### PASSAGE GIVEN
•••••

Pension provider Phoenix Wealth has dropped long-standing asset manager Architas and has appointed Standard Life Aberdeen as its new investment management partner.

spud

spud
08/1/2020
15:44
Also happy to hold.
spcecks
08/1/2020
12:25
Article from August - Can't see anything could have changed but for the better imo. Happy to hold:

Reaction: Assets on the rise at Standard Life Aberdeen

Standard Life Aberdeen has given a bullish outlook after booking a steady rise in assets under management and administration as market gains helped offset outflows of client money.

Releasing its half-year results, the Edinburgh-headquartered investment giant said total assets under management and administration had risen 5 per cent to £577.5 billion with assets on its own platforms up 11 per cent to £66bn.

However, adjusted profit before tax came in at £280 million, down from £311m a year earlier, and just shy of City hopes.

The UK’s largest listed fund manager – created in 2017 through the merger of Standard Life and Aberdeen Asset Management – said cost efficiencies remained firmly on track with actions taken to date delivering some £234m of the £350m per annum targeted.

Key developments included holding on to £35bn of Lloyds Banking Group assets and gaining a licence to sell pensions products in China via a joint venture. Net outflows in the first half amounted to £15.9bn, down from £16.9bn a year earlier and £24bn in the second half of 2018.

Chief executive Keith Skeoch said: “We feel like the heavy lifting that is part of our transformation process to turn us into a world-class investment company is making very good progress.

“We have seen a big improvement in investment performance over the course of 2019. Given everything that we’ve done, we retain strong financial strength.

“Our focus is very much on the medium to long term rather than the short-run swings that are generated by the markets and sentiment.”

He added: “We recognised in the second quarter that a no-deal or messy Brexit was a rising probability so we have been improving and extending our contingency plans to make sure that, while we hope for the best, we are prepared for the worst. We’ve moved the people that we needed to move.”

The group said further progress had been made in building a “UK savings ecosystem”, securing £3.5bn of assets from Virgin Money and partnering with Skipton Building Society to provide its customers with access to SLA’s £15bn MyFolio range.

It also highlighted the continued expansion of its financial advice business, called 1825, including the acquisitions of the wealth advisory businesses of BDO Northern Ireland and Grant Thornton UK. The board declared an unchanged interim dividend of 7.3p.

Donald Brown, senior investment manager at Brewin Dolphin, said: “Two years after the merger that created the company, Standard Life Aberdeen remains in a period of transition.

“Market gains since January have boosted assets under management, but more depends on the performance of the group’s funds, which remains patchy. Meantime, the fact remains that net outflows continue, albeit at a slower pace.

“Although the fundamentals of a strong business are there in the long term and Standard Life Aberdeen’s shares appear cheap offering a high yield, the lack of underlying growth means patience is the key for investors.”

•••••

### PROBLEM SET
1. In the passage on Standard Life Aberdeen, what interim dividend did the board declare?
2. Echo the part of the passage on Standard Life Aberdeen that opens with the words containing "The UK’s largest" and closes with "strong financial strength.".
3. Proceed with the passage on Standard Life Aberdeen, picking up right after its final sentence.
The records that follow come from a separate source unrelated to the passage on Standard Life Aberdeen.

•••••

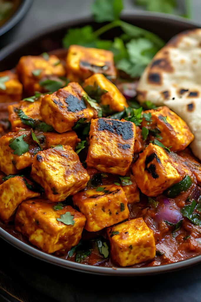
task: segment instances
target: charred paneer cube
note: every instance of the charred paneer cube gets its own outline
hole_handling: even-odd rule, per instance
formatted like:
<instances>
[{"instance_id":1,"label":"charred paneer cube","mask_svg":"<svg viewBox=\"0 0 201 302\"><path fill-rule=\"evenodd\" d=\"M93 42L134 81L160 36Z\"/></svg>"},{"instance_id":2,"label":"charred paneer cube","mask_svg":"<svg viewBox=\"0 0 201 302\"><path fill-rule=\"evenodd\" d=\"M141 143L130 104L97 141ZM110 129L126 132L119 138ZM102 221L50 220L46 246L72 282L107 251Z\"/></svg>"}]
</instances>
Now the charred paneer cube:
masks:
<instances>
[{"instance_id":1,"label":"charred paneer cube","mask_svg":"<svg viewBox=\"0 0 201 302\"><path fill-rule=\"evenodd\" d=\"M111 51L78 45L68 48L66 69L67 77L71 81L84 81L94 73L104 73L111 79L116 77Z\"/></svg>"},{"instance_id":2,"label":"charred paneer cube","mask_svg":"<svg viewBox=\"0 0 201 302\"><path fill-rule=\"evenodd\" d=\"M124 185L122 185L122 188L126 194L128 204L129 204L135 202L139 202L140 201L140 191L134 176L131 173L130 179L126 179L125 180L128 181L125 183L123 183ZM127 182L128 185L126 185Z\"/></svg>"},{"instance_id":3,"label":"charred paneer cube","mask_svg":"<svg viewBox=\"0 0 201 302\"><path fill-rule=\"evenodd\" d=\"M33 102L21 101L17 104L8 106L8 120L11 124L12 131L15 131L16 127L26 129L31 127L23 122L23 119L20 117L22 113L36 122L41 121L42 118L40 113L41 103L41 98L39 97Z\"/></svg>"},{"instance_id":4,"label":"charred paneer cube","mask_svg":"<svg viewBox=\"0 0 201 302\"><path fill-rule=\"evenodd\" d=\"M40 109L43 120L60 133L71 130L80 119L89 121L97 111L85 102L83 96L86 95L78 83L73 82L45 95Z\"/></svg>"},{"instance_id":5,"label":"charred paneer cube","mask_svg":"<svg viewBox=\"0 0 201 302\"><path fill-rule=\"evenodd\" d=\"M64 200L83 189L90 179L78 155L68 146L39 152L33 158L31 175L53 202Z\"/></svg>"},{"instance_id":6,"label":"charred paneer cube","mask_svg":"<svg viewBox=\"0 0 201 302\"><path fill-rule=\"evenodd\" d=\"M166 106L146 111L144 116L145 114L142 126L166 147L171 146L171 151L184 150L193 140L193 135L186 123Z\"/></svg>"},{"instance_id":7,"label":"charred paneer cube","mask_svg":"<svg viewBox=\"0 0 201 302\"><path fill-rule=\"evenodd\" d=\"M157 196L180 182L186 175L191 176L186 166L178 162L177 155L150 143L132 166L138 186L149 196Z\"/></svg>"},{"instance_id":8,"label":"charred paneer cube","mask_svg":"<svg viewBox=\"0 0 201 302\"><path fill-rule=\"evenodd\" d=\"M35 91L46 92L41 82L48 79L59 80L65 76L65 69L57 56L26 56L21 57L17 72L27 94L33 95Z\"/></svg>"},{"instance_id":9,"label":"charred paneer cube","mask_svg":"<svg viewBox=\"0 0 201 302\"><path fill-rule=\"evenodd\" d=\"M0 138L0 169L7 175L17 174L18 170L31 165L40 150L30 131L9 132Z\"/></svg>"},{"instance_id":10,"label":"charred paneer cube","mask_svg":"<svg viewBox=\"0 0 201 302\"><path fill-rule=\"evenodd\" d=\"M93 98L108 106L114 111L121 111L128 105L117 87L103 74L97 73L84 81L84 89Z\"/></svg>"},{"instance_id":11,"label":"charred paneer cube","mask_svg":"<svg viewBox=\"0 0 201 302\"><path fill-rule=\"evenodd\" d=\"M56 204L47 201L33 199L22 202L15 216L15 229L47 253L70 250L80 240L86 218L70 206L57 210Z\"/></svg>"},{"instance_id":12,"label":"charred paneer cube","mask_svg":"<svg viewBox=\"0 0 201 302\"><path fill-rule=\"evenodd\" d=\"M0 103L19 102L22 88L17 75L10 70L0 72Z\"/></svg>"},{"instance_id":13,"label":"charred paneer cube","mask_svg":"<svg viewBox=\"0 0 201 302\"><path fill-rule=\"evenodd\" d=\"M125 175L133 159L136 136L133 123L124 120L92 120L87 166L102 172Z\"/></svg>"},{"instance_id":14,"label":"charred paneer cube","mask_svg":"<svg viewBox=\"0 0 201 302\"><path fill-rule=\"evenodd\" d=\"M58 145L68 145L74 150L80 141L74 131L69 131L64 133L41 132L36 135L43 149L48 149Z\"/></svg>"},{"instance_id":15,"label":"charred paneer cube","mask_svg":"<svg viewBox=\"0 0 201 302\"><path fill-rule=\"evenodd\" d=\"M40 196L35 191L30 181L16 176L0 185L0 218L7 223L14 219L17 208L22 201Z\"/></svg>"},{"instance_id":16,"label":"charred paneer cube","mask_svg":"<svg viewBox=\"0 0 201 302\"><path fill-rule=\"evenodd\" d=\"M110 253L121 266L128 266L151 260L155 256L153 231L142 218L120 223L107 230Z\"/></svg>"},{"instance_id":17,"label":"charred paneer cube","mask_svg":"<svg viewBox=\"0 0 201 302\"><path fill-rule=\"evenodd\" d=\"M125 193L115 185L87 188L74 195L73 200L86 217L85 227L89 232L99 231L129 217Z\"/></svg>"}]
</instances>

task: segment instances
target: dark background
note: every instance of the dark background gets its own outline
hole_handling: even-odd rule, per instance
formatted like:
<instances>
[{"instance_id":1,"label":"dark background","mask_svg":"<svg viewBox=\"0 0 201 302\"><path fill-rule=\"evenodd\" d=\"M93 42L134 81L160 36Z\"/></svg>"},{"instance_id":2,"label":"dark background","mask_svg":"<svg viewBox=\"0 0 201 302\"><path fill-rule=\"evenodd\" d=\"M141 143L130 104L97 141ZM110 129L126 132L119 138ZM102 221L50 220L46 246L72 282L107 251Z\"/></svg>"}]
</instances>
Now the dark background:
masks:
<instances>
[{"instance_id":1,"label":"dark background","mask_svg":"<svg viewBox=\"0 0 201 302\"><path fill-rule=\"evenodd\" d=\"M23 20L0 37L0 48L30 37L49 26L89 15L93 2L93 0L34 0ZM182 12L184 1L179 2ZM125 0L125 12L130 12L134 9L131 0ZM199 22L201 1L193 0L192 3L193 20ZM180 271L151 276L99 276L76 272L46 263L20 252L2 239L0 245L1 302L201 301L201 265Z\"/></svg>"}]
</instances>

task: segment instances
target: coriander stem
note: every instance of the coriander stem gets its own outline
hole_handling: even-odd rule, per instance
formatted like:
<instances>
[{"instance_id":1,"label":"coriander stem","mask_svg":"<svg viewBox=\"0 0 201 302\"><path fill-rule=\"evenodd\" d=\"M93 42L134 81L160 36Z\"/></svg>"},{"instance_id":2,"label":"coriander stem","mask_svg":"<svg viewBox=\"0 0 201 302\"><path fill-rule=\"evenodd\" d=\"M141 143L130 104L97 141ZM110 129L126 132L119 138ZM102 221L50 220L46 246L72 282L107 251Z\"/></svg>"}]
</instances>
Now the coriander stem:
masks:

•••••

### TASK RESPONSES
1. An unchanged interim dividend of 7.3p.

2.
The UK’s largest listed fund manager – created in 2017 through the merger of Standard Life and Aberdeen Asset Management – said cost efficiencies remained firmly on track with actions taken to date delivering some £234m of the £350m per annum targeted.

Key developments included holding on to £35bn of Lloyds Banking Group assets and gaining a licence to sell pensions products in China via a joint venture. Net outflows in the first half amounted to £15.9bn, down from £16.9bn a year earlier and £24bn in the second half of 2018.

Chief executive Keith Skeoch said: “We feel like the heavy lifting that is part of our transformation process to turn us into a world-class investment company is making very good progress.

“We have seen a big improvement in investment performance over the course of 2019. Given everything that we’ve done, we retain strong financial strength.

3.
Steve Clayton, manager of the HL Select UK Income Shares, which has a holding in SLA, noted: "These numbers were a little below market forecasts, and showed a continuation of the outflows that the business has been suffering from in recent years. But progress is being made nonetheless.

"Assets under management and administration rose 5 per cent to £577.5bn, with market movements and acquisitions offsetting the ongoing net outflows. Reported profits were massively boosted by a gain on selling part of their stake in HDFC Life of India, while the underlying numbers came in at £280m, and earnings per share were up by 9 per cent to 8.9p. The interim dividend was unchanged at 7p per share.

"Standard Life Aberdeen has plenty of capital and valuable non-core assets to support their dividend for some time to come. This gives the group time to fix the performance issues and resulting outflows that have dogged the asset manager for some time now.

"The yield is very attractive, currently over 7 per cent. But the sustainability of the payment longer term requires the group to return to more predictable organic growth and net inflows."

Graham Spooner, investment research analyst at The Share Centre, said: "The results from the UK’s largest listed fund manager are somewhat of a mixed bag for investors.

"The CEO believes the group are well placed to take advantage of the opportunities and at the same time deal with the challenges the industry faces. The caveat to this however is the asset management environment remains tough as a result of political and macroeconomic uncertainties.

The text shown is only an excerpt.